[Records from a collection]
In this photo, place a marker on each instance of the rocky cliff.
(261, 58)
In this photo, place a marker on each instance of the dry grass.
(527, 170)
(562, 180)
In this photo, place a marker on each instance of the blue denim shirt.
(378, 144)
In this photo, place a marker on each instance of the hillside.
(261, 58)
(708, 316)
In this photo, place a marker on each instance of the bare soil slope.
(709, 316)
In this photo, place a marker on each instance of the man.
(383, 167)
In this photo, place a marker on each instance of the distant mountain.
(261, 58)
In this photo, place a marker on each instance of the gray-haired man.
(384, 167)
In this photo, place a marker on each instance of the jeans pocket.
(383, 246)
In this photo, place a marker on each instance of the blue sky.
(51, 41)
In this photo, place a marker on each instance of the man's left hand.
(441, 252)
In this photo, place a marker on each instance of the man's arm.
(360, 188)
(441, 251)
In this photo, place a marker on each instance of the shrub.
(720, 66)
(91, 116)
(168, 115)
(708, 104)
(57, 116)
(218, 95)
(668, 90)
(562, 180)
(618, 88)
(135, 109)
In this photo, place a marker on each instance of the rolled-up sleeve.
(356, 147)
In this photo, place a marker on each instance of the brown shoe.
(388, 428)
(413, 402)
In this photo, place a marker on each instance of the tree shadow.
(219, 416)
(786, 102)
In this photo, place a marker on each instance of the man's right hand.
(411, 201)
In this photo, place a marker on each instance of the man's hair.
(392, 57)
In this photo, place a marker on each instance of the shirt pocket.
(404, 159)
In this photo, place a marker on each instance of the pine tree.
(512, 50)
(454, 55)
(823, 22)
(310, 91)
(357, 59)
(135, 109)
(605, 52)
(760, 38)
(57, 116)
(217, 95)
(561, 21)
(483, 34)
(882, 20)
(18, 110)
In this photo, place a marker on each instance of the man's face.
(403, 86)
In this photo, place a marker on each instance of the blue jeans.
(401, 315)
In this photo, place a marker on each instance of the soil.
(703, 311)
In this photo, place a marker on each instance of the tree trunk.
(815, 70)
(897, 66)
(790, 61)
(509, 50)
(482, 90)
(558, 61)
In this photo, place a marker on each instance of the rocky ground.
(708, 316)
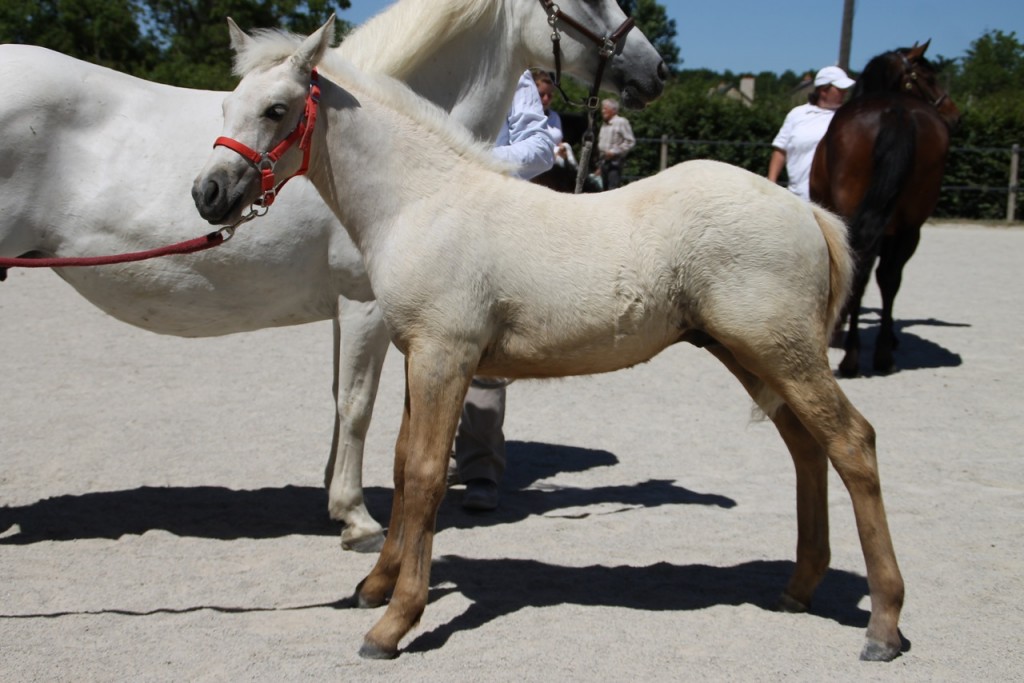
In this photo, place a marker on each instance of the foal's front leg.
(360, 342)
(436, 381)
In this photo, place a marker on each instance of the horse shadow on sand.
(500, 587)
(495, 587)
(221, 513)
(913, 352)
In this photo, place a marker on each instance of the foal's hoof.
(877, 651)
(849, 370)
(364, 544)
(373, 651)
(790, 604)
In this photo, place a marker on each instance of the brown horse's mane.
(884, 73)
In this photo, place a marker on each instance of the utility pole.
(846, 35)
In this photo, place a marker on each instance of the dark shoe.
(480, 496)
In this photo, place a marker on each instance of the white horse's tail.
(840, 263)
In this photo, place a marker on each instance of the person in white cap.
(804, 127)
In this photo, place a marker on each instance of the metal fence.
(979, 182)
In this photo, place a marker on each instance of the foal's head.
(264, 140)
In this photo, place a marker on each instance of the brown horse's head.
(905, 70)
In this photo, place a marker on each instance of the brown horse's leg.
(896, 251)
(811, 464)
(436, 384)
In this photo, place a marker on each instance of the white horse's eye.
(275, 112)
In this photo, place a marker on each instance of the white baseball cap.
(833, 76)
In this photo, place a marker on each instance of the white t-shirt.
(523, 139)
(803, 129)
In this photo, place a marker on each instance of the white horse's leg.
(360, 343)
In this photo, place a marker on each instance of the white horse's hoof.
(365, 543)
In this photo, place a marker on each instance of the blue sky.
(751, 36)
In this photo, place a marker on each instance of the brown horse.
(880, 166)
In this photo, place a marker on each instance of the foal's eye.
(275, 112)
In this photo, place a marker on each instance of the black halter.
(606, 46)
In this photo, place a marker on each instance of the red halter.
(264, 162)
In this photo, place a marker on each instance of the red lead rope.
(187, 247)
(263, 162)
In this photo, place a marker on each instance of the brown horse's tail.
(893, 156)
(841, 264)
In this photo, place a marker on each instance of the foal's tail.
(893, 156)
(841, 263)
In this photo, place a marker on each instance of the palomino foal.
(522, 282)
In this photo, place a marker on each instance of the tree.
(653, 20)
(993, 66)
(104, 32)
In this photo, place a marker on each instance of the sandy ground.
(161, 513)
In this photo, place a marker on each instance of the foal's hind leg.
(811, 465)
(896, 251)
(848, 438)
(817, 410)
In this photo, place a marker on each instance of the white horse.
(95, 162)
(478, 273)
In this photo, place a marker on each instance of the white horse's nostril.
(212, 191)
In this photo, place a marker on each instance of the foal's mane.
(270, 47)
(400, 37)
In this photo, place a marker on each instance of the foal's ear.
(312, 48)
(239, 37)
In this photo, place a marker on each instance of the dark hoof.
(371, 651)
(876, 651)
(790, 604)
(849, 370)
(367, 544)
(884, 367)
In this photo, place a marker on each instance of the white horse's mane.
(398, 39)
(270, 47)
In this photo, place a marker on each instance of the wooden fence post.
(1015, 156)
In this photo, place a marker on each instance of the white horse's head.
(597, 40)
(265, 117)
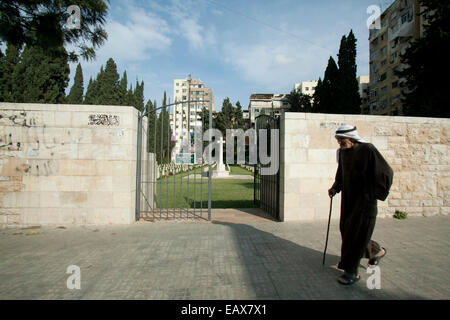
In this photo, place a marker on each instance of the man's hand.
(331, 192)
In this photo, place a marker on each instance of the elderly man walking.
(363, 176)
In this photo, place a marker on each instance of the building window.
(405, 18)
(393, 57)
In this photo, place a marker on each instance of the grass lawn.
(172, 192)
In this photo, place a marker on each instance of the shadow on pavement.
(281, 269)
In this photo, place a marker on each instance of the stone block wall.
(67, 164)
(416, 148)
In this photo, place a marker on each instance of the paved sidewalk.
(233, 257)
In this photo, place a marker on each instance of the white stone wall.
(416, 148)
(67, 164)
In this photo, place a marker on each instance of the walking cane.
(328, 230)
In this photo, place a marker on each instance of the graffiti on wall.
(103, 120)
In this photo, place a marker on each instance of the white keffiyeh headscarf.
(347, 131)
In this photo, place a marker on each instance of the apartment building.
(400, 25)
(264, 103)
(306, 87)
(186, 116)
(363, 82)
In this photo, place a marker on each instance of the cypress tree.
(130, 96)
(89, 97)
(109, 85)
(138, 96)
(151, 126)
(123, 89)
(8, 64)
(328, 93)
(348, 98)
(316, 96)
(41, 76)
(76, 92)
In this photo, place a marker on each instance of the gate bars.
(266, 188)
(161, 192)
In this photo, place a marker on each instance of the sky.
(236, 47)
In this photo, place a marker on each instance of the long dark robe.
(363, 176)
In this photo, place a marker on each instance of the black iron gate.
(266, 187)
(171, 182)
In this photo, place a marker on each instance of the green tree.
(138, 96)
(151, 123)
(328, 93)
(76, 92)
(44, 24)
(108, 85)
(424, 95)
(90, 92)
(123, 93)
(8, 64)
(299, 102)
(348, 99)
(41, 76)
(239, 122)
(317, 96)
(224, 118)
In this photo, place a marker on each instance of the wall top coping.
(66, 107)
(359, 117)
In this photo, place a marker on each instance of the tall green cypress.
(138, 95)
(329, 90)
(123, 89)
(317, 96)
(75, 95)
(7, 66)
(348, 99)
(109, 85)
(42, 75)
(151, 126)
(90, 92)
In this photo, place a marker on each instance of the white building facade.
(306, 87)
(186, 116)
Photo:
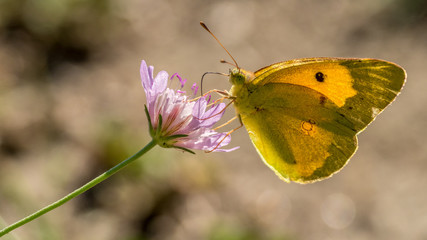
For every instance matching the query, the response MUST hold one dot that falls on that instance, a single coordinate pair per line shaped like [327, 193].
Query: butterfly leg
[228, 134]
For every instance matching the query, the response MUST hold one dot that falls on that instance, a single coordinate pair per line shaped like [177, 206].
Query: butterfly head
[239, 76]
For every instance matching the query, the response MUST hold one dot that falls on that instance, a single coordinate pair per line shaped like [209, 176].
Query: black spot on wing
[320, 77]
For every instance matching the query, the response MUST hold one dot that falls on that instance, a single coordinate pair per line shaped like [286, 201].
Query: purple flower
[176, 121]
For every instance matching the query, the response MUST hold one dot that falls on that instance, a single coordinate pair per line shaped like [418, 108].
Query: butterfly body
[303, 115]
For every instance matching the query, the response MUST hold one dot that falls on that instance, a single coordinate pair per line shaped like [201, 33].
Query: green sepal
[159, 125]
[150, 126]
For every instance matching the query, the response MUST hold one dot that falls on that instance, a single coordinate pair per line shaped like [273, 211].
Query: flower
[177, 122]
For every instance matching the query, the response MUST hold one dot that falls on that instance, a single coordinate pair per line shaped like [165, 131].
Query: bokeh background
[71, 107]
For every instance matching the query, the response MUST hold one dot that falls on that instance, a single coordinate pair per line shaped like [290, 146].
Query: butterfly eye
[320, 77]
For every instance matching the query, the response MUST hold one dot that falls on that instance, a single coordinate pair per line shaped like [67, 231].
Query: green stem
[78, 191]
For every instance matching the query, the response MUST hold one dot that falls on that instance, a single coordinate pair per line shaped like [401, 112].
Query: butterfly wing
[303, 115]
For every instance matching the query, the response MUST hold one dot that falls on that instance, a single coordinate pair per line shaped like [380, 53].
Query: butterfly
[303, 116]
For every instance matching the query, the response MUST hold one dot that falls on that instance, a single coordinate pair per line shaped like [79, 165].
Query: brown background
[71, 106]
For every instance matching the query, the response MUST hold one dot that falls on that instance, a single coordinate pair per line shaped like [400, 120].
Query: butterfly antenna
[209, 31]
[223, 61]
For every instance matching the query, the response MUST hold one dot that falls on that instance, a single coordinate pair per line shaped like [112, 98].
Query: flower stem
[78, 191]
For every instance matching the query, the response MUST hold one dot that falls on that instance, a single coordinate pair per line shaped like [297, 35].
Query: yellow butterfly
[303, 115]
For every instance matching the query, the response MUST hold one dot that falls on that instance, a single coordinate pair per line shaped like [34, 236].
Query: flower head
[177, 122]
--
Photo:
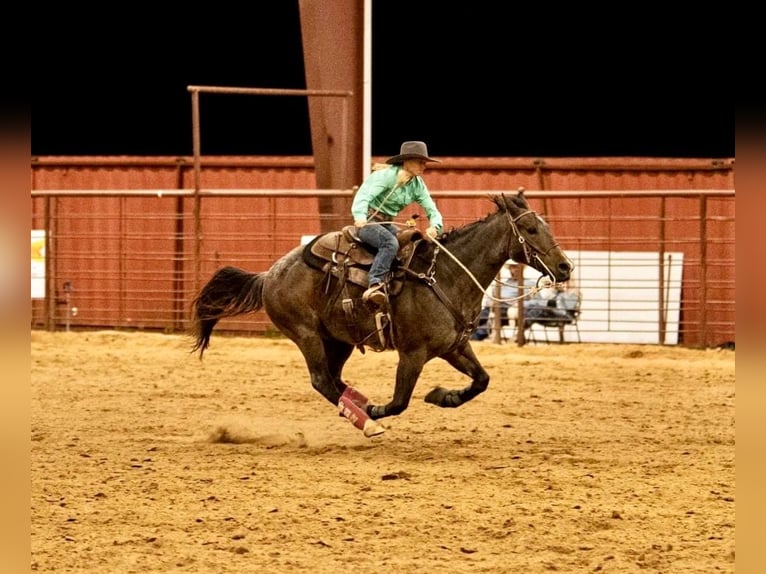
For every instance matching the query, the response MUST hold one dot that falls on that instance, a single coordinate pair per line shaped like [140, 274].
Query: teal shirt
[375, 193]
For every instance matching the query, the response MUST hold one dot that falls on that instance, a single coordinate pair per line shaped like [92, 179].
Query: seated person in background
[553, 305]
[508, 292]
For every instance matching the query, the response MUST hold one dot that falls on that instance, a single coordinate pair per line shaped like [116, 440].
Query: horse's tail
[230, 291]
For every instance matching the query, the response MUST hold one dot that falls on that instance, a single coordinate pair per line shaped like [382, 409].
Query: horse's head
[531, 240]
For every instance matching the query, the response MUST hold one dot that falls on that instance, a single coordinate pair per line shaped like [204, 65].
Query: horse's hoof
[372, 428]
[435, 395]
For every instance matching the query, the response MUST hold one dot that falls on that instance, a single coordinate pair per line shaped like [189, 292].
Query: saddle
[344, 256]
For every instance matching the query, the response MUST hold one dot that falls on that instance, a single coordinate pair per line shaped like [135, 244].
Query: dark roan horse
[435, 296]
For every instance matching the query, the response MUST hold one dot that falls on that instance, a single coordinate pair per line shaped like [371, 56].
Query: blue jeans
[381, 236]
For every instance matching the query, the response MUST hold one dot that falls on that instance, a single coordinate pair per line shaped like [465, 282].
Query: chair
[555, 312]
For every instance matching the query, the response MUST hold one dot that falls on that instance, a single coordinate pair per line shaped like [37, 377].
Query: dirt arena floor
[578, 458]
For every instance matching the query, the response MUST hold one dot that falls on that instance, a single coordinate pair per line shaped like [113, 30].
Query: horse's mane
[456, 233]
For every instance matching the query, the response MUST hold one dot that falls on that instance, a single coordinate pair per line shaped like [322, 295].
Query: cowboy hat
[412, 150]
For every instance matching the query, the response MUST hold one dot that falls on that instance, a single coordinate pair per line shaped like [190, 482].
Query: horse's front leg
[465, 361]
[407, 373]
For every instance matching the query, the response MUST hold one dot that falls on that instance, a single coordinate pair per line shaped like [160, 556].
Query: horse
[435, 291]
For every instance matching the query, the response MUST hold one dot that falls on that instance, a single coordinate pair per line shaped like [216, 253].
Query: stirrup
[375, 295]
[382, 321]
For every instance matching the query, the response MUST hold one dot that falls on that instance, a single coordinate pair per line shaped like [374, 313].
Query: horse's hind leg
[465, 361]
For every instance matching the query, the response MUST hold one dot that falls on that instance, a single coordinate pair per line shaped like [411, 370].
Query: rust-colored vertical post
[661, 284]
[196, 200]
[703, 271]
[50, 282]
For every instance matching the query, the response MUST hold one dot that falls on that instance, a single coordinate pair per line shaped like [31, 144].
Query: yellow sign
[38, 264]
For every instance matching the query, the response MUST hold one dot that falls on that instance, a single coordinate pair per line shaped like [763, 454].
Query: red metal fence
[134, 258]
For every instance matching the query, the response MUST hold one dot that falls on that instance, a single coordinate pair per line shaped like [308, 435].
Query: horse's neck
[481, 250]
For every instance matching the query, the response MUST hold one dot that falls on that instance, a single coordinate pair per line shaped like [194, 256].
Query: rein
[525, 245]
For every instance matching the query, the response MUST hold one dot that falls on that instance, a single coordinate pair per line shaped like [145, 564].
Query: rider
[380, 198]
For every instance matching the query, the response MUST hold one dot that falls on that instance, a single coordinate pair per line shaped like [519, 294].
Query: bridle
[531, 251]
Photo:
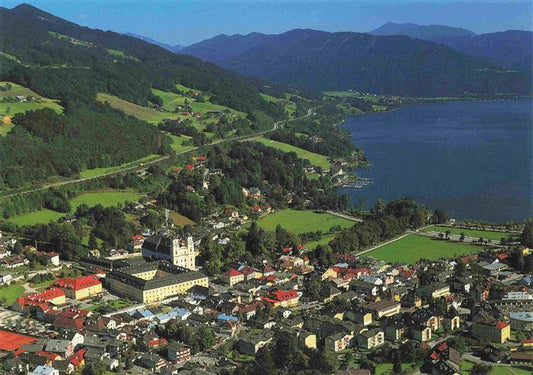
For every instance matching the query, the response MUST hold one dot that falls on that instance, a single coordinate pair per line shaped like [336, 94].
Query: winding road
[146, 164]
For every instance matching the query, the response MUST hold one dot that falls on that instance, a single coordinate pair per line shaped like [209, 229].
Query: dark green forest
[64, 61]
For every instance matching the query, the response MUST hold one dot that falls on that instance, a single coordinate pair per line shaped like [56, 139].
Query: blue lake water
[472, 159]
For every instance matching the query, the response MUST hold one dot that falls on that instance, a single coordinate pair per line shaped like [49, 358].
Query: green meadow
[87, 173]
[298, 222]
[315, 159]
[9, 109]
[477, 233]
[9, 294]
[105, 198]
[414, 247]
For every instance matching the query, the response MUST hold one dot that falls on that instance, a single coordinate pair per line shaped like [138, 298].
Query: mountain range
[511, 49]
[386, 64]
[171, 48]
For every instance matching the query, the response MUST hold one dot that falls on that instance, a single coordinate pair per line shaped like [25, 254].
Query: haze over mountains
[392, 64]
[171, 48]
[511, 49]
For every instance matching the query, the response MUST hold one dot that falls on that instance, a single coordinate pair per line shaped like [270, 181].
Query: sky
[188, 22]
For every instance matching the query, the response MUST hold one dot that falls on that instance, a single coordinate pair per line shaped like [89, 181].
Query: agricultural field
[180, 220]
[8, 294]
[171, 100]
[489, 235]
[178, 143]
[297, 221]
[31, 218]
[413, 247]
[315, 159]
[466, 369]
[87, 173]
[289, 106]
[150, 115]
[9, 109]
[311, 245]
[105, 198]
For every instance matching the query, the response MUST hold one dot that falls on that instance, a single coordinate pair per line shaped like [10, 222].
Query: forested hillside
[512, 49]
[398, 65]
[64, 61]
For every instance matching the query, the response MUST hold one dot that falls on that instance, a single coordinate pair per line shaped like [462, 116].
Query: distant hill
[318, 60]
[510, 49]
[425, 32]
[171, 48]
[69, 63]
--
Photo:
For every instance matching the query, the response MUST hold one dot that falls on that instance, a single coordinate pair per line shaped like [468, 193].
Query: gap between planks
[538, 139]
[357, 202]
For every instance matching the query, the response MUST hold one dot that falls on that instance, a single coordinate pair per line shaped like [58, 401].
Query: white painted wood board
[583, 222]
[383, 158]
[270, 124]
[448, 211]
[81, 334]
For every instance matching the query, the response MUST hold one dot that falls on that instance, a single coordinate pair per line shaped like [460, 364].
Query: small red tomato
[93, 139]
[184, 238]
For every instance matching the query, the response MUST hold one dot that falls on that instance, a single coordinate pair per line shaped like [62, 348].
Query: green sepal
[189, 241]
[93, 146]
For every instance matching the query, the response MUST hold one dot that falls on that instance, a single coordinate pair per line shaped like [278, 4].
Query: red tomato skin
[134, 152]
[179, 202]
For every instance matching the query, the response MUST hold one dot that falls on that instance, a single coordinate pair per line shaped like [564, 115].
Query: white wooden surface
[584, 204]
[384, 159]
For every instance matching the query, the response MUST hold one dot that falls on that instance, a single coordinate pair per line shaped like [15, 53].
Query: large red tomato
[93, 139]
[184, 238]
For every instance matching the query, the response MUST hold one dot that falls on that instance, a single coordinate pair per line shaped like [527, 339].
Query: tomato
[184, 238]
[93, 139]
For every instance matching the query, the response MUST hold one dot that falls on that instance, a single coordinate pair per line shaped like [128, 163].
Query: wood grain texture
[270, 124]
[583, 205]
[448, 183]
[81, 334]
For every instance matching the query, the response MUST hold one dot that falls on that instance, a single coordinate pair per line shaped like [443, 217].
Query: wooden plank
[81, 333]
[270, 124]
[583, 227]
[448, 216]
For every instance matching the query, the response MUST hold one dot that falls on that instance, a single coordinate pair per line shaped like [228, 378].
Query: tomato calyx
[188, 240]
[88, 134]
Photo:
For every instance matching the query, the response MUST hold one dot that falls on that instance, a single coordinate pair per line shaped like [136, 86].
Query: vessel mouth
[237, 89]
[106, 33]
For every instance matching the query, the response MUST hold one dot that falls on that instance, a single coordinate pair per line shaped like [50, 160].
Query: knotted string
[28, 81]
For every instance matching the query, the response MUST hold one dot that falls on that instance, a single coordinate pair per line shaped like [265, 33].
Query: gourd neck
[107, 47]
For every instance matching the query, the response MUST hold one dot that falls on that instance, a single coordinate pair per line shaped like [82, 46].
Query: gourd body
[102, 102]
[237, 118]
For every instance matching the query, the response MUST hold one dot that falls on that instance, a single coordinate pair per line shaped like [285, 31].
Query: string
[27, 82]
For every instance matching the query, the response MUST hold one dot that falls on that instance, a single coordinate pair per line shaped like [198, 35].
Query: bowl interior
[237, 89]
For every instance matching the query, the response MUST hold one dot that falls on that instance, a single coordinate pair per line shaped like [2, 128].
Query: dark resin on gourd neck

What you need to do
Count the lines in the records above that contain the string "rocky" and give only that number.

Complete output
2